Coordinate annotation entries
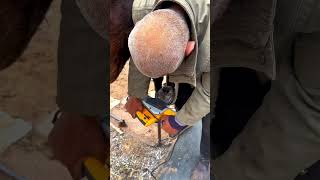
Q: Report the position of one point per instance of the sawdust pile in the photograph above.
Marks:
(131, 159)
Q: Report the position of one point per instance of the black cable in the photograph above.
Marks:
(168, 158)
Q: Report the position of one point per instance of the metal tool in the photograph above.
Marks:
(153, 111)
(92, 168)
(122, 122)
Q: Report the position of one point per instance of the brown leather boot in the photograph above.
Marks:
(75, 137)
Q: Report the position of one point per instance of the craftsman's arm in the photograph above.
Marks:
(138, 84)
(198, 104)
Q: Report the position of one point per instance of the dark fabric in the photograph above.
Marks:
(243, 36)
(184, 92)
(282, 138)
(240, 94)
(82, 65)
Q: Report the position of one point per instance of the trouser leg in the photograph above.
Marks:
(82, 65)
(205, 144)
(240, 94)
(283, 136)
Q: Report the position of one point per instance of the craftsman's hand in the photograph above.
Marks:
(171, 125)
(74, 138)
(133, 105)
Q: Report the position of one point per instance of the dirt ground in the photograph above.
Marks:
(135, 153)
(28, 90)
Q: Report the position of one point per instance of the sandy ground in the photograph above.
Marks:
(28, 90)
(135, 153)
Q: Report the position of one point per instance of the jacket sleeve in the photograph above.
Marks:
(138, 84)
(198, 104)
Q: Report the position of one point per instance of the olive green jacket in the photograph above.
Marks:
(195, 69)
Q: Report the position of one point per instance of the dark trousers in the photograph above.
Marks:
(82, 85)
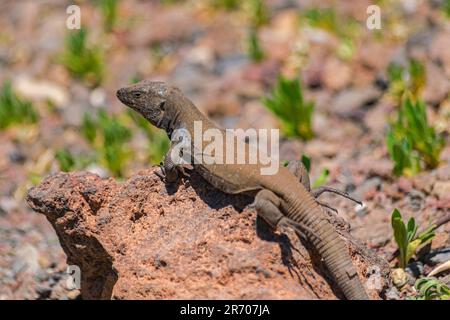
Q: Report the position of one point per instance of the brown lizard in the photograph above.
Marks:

## GOAL
Repeat the data exactly in full, omitting its pictures.

## OUTPUT OF THE EXERCISE
Q: Report the position of one point per instance of the sawdust pile in the photograph above.
Marks:
(131, 159)
Q: Report the position of one point per instance of the black cable in the photograph above.
Marks:
(168, 158)
Q: Report the position of one point per instance of the metal tool in the photograph above.
Marks:
(153, 111)
(92, 168)
(122, 122)
Q: Report the position of one point per instance of the brown leather boot in the photograph above.
Marks:
(75, 137)
Q: Report the position of one point per instance of the craftsman's arm in the photograph above.
Marks:
(138, 84)
(198, 104)
Q: Report the position of one point per instance of the dark fabric in the photograph above.
Marks:
(243, 36)
(184, 92)
(282, 138)
(240, 94)
(82, 65)
Q: Report the position of one point per instance of the trouser leg in the photograph above.
Marks:
(82, 65)
(205, 144)
(240, 94)
(283, 136)
Q: Report the position of one point per instance of the craftsman's hand in the photograph above.
Marks:
(171, 125)
(74, 138)
(133, 105)
Q: Report the position of one point per instance of the dirt ground in the photograph above.
Marks:
(135, 153)
(28, 90)
Q: Report the position of one point per instance of the sandy ground in the photograph above.
Marks:
(28, 90)
(135, 153)
Q: Report the position of one point per instance of the jacket sleeve in the photograph above.
Marks:
(138, 84)
(198, 104)
Q: Report the position of one point per instance of the olive green jacket in the photograph above.
Marks:
(195, 69)
Q: Report the position of one point per instance of the dark trousers in the photograph above.
Marks:
(82, 85)
Q: Report the position of one point per instance of the brown lizard in the photograph above.
Marks:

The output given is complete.